In the forum thread below about row versioning and columnstore indexes, how many bytes per row does the asker say the row versioning penalty costs?

**Source extract**
§ §

How does row versioning impact the size of a non-clustered columnstore index?

Question

I have a table with a non-clustered columnstore index. The database has a readable secondary AG replica (filled with problems...) and the table has triggers. Neither snapshot isolation nor RCSI are enabled. I infer that this means the table must be paying the 14-bytes-per-row penalty for row versioning. However, I generally regard compressed columnstore segments as immutable. This gives me my question: how does row versioning impact the size of a non-clustered columnstore index?

I've consulted the documentation for row versioning but it only mentions columnstore once and it is in an irrelevant way. I have also read Niko Neugebauer's entire 131 part series, but I do not recall it ever being mentioned there even in this very relevant part. This blog post suggests that snapshot isolation inflicts a massive performance penalty on columnstore, but does not explain the internals.

You may assume that I do not care about the in-memory OLTP version of columnstore.

Paul White · Accepted Answer · 2025-05-13T17:41:39.167

how does row versioning impact the size of a non-clustered columnstore index?

This is a very open-ended question, but you are right that compressed segments are immutable.

The details of the versioning implementation for columnstore are largely undocumented, even in the various academic columnstore papers published by Microsoft.

Versioning and visibility

Essentially, all the b-tree elements of the columnstore implementation are versioned. This includes the delta store(s), delete bitmaps (bitmap in memory, versioned b-tree on disk), and the delete buffer only used with secondary columnstore (see below).

§ §

**Source excerpt**

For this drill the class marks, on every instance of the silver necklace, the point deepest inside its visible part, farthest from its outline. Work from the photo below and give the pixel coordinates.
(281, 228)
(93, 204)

§ §

**Answer to this exercise**
14 bytes per row.